[Start of section]
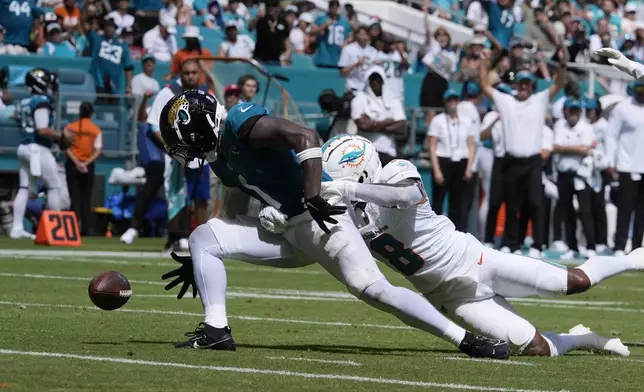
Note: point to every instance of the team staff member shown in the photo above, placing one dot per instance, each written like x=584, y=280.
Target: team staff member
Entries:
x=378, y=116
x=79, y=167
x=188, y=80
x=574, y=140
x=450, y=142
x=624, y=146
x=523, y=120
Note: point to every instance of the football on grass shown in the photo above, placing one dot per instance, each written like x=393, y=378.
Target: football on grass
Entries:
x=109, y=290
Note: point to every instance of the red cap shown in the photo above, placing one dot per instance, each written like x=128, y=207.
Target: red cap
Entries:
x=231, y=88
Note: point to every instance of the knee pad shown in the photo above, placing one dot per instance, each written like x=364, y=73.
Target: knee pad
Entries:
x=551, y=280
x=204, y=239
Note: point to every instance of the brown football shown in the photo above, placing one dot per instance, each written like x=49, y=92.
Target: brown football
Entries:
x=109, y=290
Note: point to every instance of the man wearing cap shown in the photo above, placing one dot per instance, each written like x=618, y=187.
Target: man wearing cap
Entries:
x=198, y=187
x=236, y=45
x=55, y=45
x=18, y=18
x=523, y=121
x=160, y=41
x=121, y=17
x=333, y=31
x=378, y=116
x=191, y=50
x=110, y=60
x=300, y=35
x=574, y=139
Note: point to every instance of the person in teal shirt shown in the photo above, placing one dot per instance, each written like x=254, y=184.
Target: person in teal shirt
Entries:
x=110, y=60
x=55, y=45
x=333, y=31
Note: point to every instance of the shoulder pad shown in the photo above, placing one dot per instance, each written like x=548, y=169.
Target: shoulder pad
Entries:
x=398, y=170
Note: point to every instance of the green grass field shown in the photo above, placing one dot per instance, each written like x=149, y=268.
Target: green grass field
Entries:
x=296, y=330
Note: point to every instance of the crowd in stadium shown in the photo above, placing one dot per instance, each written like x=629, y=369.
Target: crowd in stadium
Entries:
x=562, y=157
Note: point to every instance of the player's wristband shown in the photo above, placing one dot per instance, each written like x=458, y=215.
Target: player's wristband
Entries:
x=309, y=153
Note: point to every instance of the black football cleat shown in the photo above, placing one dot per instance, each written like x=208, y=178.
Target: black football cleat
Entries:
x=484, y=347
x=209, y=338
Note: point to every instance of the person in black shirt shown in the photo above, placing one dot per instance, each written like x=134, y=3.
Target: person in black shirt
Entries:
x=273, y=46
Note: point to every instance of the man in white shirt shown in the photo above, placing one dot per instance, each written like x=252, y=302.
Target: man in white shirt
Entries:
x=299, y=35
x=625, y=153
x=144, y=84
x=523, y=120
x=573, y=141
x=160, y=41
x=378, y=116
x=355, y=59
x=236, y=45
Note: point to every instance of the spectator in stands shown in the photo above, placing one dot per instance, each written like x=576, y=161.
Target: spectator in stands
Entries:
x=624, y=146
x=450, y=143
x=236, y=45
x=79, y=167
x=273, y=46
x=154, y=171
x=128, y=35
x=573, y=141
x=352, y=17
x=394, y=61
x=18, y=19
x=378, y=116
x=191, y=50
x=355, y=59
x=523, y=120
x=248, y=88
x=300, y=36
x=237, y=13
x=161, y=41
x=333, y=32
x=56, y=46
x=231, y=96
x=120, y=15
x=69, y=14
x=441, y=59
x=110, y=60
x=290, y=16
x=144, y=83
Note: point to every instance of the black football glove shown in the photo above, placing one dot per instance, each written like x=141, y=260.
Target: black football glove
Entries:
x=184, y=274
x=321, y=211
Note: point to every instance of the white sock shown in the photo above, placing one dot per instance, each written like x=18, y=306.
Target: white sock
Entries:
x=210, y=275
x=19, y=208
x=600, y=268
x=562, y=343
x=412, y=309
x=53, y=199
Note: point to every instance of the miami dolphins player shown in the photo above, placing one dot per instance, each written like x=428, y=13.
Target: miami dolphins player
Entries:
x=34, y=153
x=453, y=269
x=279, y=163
[End of section]
[Start of section]
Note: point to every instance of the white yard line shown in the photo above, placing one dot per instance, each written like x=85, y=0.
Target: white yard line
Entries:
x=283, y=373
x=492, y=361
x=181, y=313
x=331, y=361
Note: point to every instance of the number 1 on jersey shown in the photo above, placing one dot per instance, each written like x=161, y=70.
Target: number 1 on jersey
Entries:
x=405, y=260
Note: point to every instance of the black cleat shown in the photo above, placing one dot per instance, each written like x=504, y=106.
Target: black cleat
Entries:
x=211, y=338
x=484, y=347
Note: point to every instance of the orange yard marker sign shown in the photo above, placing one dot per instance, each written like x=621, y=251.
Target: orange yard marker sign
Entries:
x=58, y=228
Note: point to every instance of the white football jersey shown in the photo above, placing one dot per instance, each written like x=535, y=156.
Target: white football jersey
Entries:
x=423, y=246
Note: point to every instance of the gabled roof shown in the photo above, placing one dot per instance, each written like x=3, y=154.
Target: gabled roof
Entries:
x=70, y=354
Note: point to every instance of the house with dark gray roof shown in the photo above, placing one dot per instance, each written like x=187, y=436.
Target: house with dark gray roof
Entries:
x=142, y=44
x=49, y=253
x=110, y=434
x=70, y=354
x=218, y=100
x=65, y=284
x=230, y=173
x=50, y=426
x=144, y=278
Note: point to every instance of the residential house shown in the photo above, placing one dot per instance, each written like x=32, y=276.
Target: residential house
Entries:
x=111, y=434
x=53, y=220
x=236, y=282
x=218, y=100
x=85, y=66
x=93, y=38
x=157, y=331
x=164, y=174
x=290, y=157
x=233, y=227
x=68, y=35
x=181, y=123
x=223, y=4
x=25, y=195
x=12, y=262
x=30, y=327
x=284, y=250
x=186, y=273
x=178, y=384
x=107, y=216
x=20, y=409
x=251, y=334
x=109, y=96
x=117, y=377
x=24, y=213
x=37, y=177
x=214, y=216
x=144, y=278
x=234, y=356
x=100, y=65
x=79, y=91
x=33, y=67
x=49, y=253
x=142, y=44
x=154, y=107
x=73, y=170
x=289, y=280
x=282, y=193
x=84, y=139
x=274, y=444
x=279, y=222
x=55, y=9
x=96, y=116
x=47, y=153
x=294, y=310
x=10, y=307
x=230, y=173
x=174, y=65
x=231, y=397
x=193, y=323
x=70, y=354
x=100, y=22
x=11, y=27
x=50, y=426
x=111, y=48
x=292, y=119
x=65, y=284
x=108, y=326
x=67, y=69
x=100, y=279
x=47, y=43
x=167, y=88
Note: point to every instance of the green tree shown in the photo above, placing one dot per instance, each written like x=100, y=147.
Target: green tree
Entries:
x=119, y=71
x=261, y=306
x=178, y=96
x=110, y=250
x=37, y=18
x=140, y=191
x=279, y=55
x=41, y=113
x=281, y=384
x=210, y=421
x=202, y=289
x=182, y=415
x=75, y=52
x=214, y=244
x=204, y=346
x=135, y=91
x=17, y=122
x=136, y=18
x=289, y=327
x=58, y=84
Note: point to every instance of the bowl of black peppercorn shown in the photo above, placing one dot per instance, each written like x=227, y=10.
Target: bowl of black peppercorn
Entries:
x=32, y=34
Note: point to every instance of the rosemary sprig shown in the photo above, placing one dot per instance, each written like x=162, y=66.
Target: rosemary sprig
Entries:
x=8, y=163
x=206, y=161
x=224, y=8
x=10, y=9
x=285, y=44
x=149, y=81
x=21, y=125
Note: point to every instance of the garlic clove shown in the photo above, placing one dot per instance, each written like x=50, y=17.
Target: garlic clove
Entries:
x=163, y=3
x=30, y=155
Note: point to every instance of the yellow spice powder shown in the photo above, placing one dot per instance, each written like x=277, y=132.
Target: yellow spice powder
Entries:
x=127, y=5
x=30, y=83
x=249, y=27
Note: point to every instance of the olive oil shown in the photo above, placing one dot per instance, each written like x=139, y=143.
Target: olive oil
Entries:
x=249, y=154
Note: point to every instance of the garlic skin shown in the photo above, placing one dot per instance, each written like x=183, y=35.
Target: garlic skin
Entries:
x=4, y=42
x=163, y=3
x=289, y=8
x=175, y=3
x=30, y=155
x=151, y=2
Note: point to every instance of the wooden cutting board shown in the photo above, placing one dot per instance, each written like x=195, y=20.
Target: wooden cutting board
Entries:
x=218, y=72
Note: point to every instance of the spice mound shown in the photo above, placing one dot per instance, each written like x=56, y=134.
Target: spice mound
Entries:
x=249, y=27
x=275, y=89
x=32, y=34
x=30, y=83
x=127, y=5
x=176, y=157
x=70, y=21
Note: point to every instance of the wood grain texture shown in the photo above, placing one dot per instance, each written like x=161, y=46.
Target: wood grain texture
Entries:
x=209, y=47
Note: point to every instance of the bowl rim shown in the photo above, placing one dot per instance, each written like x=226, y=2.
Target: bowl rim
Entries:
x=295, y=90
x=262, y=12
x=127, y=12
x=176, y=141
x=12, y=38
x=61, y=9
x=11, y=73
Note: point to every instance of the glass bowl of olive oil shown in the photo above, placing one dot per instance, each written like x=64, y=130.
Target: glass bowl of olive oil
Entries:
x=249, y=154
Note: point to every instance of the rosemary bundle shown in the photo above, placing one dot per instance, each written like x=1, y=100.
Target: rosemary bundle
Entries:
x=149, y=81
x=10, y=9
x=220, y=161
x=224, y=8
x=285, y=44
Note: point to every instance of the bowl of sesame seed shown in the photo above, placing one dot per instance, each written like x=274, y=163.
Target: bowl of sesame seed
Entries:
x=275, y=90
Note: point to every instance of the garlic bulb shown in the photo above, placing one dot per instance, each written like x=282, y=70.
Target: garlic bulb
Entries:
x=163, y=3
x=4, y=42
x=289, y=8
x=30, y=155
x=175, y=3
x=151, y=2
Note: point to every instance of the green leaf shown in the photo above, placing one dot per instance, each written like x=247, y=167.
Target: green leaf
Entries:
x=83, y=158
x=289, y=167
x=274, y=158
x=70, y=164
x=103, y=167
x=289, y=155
[End of section]
● WORK TASK
Each line of the records that holds the word "brown" should be copied out.

● YOUR RESPONSE
Note: point to every instance of the brown football shown in the photo above, placing one dot per instance, each written like x=49, y=92.
Target: brown football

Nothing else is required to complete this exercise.